TASK GOAL -
Turn the records below into a two-column CSV with the header row input_text,expected_output, giving one row per record. Put each record's text and its answer in their own quoted field, with line breaks replaced by spaces.

%%

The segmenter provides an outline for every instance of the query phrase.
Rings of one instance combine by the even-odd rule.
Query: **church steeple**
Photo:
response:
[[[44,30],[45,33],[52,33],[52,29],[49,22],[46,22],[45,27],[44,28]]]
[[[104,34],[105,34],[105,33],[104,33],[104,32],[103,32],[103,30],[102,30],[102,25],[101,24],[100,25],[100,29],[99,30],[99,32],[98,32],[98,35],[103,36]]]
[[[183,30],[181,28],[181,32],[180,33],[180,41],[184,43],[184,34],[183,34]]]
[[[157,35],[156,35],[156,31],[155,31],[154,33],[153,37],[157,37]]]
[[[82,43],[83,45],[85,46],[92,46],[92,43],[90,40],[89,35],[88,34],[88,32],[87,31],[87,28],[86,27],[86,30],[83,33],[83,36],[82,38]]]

%%

ANSWER TO THIS EXERCISE -
input_text,expected_output
"The segmenter provides an outline for every instance of the query phrase. Rings of one instance combine by the even-odd rule. Query: **church steeple** Photo: response:","[[[44,30],[45,33],[52,33],[52,29],[49,22],[46,22],[45,27],[44,28]]] [[[104,34],[105,34],[105,33],[104,33],[104,32],[103,32],[103,30],[102,30],[102,25],[101,24],[100,25],[100,29],[99,30],[99,32],[98,32],[98,35],[103,36]]] [[[183,30],[181,28],[181,32],[180,33],[180,41],[184,43],[184,34],[183,34]]] [[[157,35],[156,35],[156,31],[155,31],[154,33],[153,37],[157,37]]] [[[82,43],[83,45],[85,46],[92,46],[92,43],[90,40],[89,35],[88,34],[88,32],[87,31],[87,28],[86,27],[86,30],[83,33],[83,36],[82,38]]]"